### BRIEF
Reproduce all of the material below with each occurrence of "segment" replaced by "mask" and nothing else changed. Leave the pictures out of your copy.

### DATA FOR PROCESSING
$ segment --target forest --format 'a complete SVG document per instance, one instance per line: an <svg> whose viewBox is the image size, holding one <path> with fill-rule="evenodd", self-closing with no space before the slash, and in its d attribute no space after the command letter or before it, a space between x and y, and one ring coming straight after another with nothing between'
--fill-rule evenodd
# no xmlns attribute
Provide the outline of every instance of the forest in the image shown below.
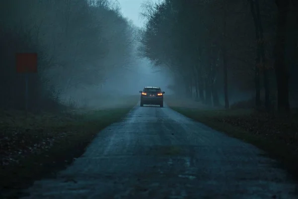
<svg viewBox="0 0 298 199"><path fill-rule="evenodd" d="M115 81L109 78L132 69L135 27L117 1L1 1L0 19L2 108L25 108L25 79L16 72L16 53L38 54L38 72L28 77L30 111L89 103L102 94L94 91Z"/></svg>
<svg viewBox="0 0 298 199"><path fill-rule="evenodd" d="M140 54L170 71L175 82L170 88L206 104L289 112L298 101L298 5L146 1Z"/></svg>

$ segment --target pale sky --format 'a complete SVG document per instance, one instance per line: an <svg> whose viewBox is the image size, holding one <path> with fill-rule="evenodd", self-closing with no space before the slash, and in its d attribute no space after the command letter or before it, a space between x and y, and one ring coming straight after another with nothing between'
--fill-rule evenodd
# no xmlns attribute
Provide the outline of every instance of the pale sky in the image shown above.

### RESULT
$ mask --target forest --format 'a complete SVG document per instance, one instance per line: an <svg> whose viewBox is the image size, holding one <path> with fill-rule="evenodd", self-closing with no space before the slash, and in its d attribute no space after the command letter or before it, a space between x and y, and one ring coming straight after another with nothing between'
--fill-rule evenodd
# no xmlns attribute
Provide the outline of every instance of the forest in the image shown below.
<svg viewBox="0 0 298 199"><path fill-rule="evenodd" d="M115 81L109 78L132 69L135 27L117 1L1 1L0 19L2 108L25 108L25 79L16 72L16 53L38 54L38 72L28 77L30 111L89 103L102 94L94 91Z"/></svg>
<svg viewBox="0 0 298 199"><path fill-rule="evenodd" d="M140 54L170 71L175 82L170 88L206 104L289 112L298 101L298 5L146 1Z"/></svg>

$ mask --target pale sky --format 'a complete SVG document per instance, one instance per line: an <svg> whose viewBox is the image size, holding one <path> with fill-rule="evenodd", self-closing with no space before the slash, and in its d attribute no space after the command letter or before it, a space between x and y, and one ring coming straight after another with nothing between'
--fill-rule evenodd
# no xmlns attribute
Provide the outline of every instance of the pale sky in the image shown above.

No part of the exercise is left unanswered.